(Beginning of GIVEN PASSAGE)

Tuesday 29 December 2020

Iceland gull, Rockcliffe, Cumbria


Travelling back from working in Scotland today and in a desire to avoid service stations, I decided to have a quick pit stop at Rockcliffe in Cumbria. There's been a juvenile Iceland gull on the River Eden here for a week or so, and it was showing quite well today in the late afternoon, albeit against the harsh light of the setting winter sun. Perfect timing for my first Iceland gull of the year, it really was bitter today.

In October 1994 I also called in here with my Dad on our way to Caerlaverock to see what was my first greater yellowlegs.

Musselburgh


Over the past few years, Musselburgh just east of Edinburgh on the Firth of Forth has become one of my favourite birding places. The main reason for this is the sea ducks. For an inland west coast birder who has to make do with the occasional 1st winter long-tailed duck on the local lake or very distant scoter on the North Wales coast, it's a dream to see velvet scoter close enough to be able to identify them without waiting for them to fly or adult male and female long-tailed ducks in immaculate winter plumage.

(End of GIVEN PASSAGE)

## STUDY QUESTIONS
1 > In the birding blog excerpt, which bird did the writer first see in October 1994?
2 > Copy the birding blog excerpt from the words "Tuesday 29 December" through "was bitter today.", swapping "Iceland gull" for "glaucous gull".
The rows play no part in this work.

(Beginning of DATASET EXCERPTS)

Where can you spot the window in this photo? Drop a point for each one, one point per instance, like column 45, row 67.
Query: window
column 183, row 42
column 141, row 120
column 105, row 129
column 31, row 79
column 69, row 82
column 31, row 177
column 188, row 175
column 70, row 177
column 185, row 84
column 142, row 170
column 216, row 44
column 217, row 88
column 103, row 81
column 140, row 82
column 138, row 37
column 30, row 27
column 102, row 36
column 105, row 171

(End of DATASET EXCERPTS)

## TASK-BY-TASK SOLUTIONS
1 > A greater yellowlegs.

2 >
Tuesday 29 December 2020

glaucous gull, Rockcliffe, Cumbria


Travelling back from working in Scotland today and in a desire to avoid service stations, I decided to have a quick pit stop at Rockcliffe in Cumbria. There's been a juvenile glaucous gull on the River Eden here for a week or so, and it was showing quite well today in the late afternoon, albeit against the harsh light of the setting winter sun. Perfect timing for my first glaucous gull of the year, it really was bitter today.